> **Source document**
New simulations explain how several types of drugs block sodium channels.
Sodium channel blockers have applications in many medically important settings (1). In their paper published this month in JGP, Denis Tikhonov and Boris Zhorov show how local anesthetics, antiarrhythmics, and anticonvulsants achieve sodium channel blockade (2).
A survey of the structural features of these drugs gives little hint of how they might work; they don’t seem to have much in common. Local anesthetics like lidocaine are small molecules, with a positively charged ammonium group at one end linked to a polar moiety and an aromatic ring. Anticonvulsants such as carbamazepine also have an aromatic ring at one end, but they’re capped with a polar group at the other and are electroneutral. Meanwhile, cocaine resembles neither of these with its bulky and stiff structure. And yet, mutational studies have shown that all these compounds bind at the same site within the sodium channel’s pore near the protein’s ion selectivity filter.
“It’s a paradox, and I love paradoxes,” says Zhorov, Professor Emeritus at McMaster University in Canada. Many efforts have been made to investigate the positioning of sodium channel blockers within the channel pore, and various binding modes have been proposed for such drugs. But according to Zhorov, most of these models were missing something.
“Our basic idea was that many drugs work in ion channels…in complex with permeant metal ions—in this case, with sodium,” recalls Zhorov. Experimental support for this idea is lacking because the drugs have low affinity for sodium in solution, but Zhorov proposes that such interactions might be altered when they occur in the close confines of an ion channel’s pore. In fact, prior studies from Zhorov’s group have pointed to interactions between the sodium channel toxin batrachotoxin and permeating sodium ions (3) and shown that electroneutral drugs bind potassium to block potassium channels (4).

> **Activity A**
Answer each question from the article on sodium channel blockers:
(i) At which university is Zhorov a Professor Emeritus?
(ii) What charged group do local anesthetics like lidocaine carry at one end?
(iii) Which sodium channel toxin did earlier studies from Zhorov's group link to interactions with permeating sodium ions?
> **Activity B**
Rewrite the part of the article on sodium channel blockers starting at "Sodium channel blockers have" and ending at "channel blockade (2).", substituting "article" for "paper".
> **Activity C**
Continue the article on sodium channel blockers from its last sentence.
The records that come next are not needed for any of this work.

> **Available data**
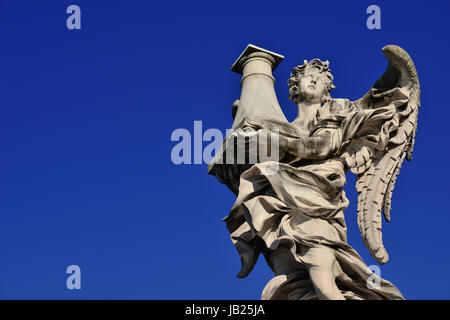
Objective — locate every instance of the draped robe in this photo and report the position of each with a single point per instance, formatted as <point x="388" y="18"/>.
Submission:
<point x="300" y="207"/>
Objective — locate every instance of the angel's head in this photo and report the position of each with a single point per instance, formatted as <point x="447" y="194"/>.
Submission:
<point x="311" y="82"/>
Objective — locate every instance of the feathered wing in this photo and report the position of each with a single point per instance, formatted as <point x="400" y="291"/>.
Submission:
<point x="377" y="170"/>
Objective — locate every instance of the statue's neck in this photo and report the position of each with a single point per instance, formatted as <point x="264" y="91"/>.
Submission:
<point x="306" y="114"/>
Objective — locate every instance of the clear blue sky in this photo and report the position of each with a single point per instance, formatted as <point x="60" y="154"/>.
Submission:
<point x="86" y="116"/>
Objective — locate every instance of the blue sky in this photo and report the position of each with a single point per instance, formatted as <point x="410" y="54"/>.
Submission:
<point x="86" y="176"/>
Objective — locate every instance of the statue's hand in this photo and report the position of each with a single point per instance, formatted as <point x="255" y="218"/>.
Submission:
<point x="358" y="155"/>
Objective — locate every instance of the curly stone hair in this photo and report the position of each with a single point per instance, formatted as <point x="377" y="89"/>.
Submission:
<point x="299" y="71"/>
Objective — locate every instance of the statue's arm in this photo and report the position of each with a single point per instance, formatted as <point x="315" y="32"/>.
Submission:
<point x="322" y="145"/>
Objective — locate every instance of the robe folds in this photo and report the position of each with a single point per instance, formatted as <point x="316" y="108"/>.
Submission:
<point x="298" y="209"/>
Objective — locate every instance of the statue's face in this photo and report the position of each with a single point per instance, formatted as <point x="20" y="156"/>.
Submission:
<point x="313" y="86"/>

> **Answer box A**
(i) McMaster University in Canada
(ii) A positively charged ammonium group
(iii) Batrachotoxin

> **Answer box B**
Sodium channel blockers have applications in many medically important settings (1). In their article published this month in JGP, Denis Tikhonov and Boris Zhorov show how local anesthetics, antiarrhythmics, and anticonvulsants achieve sodium channel blockade (2).

> **Answer box C**
However, it wasn’t known whether—or where—sodium ions might be available to interact with channel-blocking drugs until the publication of an x-ray crystallographic structure of the bacterial sodium channel NavMs. The structure showed the channel in a presumably open conformation, with a sodium ion caught in the act of passing through the channel and perched near the site where the various sodium channel blockers bind (5). There is also a NavMs structure showing a local anesthetic in the pore (6). Spurred by these discoveries, Tikhonov and Zhorov used the bacterial channel structure to develop a model of the eukaryotic sodium channel Nav1.4 and then used Monte Carlo energy minimization simulations to explore possible binding configurations for lidocaine and carbamazepine within the channel pore.
“Our basic idea was that many drugs work…in complex with permeant metal ions.”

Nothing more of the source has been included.